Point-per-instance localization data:
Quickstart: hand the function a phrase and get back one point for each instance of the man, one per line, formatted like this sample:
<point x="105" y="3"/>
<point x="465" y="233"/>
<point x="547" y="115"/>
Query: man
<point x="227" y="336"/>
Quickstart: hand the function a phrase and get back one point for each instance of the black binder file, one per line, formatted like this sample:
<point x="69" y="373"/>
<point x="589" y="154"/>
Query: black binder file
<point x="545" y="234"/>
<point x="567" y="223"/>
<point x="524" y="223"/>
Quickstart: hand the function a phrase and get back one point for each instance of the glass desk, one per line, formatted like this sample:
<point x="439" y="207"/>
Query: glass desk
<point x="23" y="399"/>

**Activity:**
Each line above is to be restated exactly.

**Task result:**
Quickstart: hand the function a phrase and get back one point for each instance of the man, one per line, formatted like this sample:
<point x="105" y="3"/>
<point x="465" y="233"/>
<point x="547" y="115"/>
Query: man
<point x="227" y="336"/>
Quickstart: hand the function a phrase and get back one point for each instance of the black binder file, one per line, formatted like this sample:
<point x="69" y="373"/>
<point x="589" y="154"/>
Query: black binder file
<point x="545" y="234"/>
<point x="567" y="223"/>
<point x="524" y="223"/>
Quickstart: hand the function a phrase and get back one point for each instance of the glass desk, one per line, formatted like this sample:
<point x="439" y="207"/>
Query: glass desk
<point x="23" y="399"/>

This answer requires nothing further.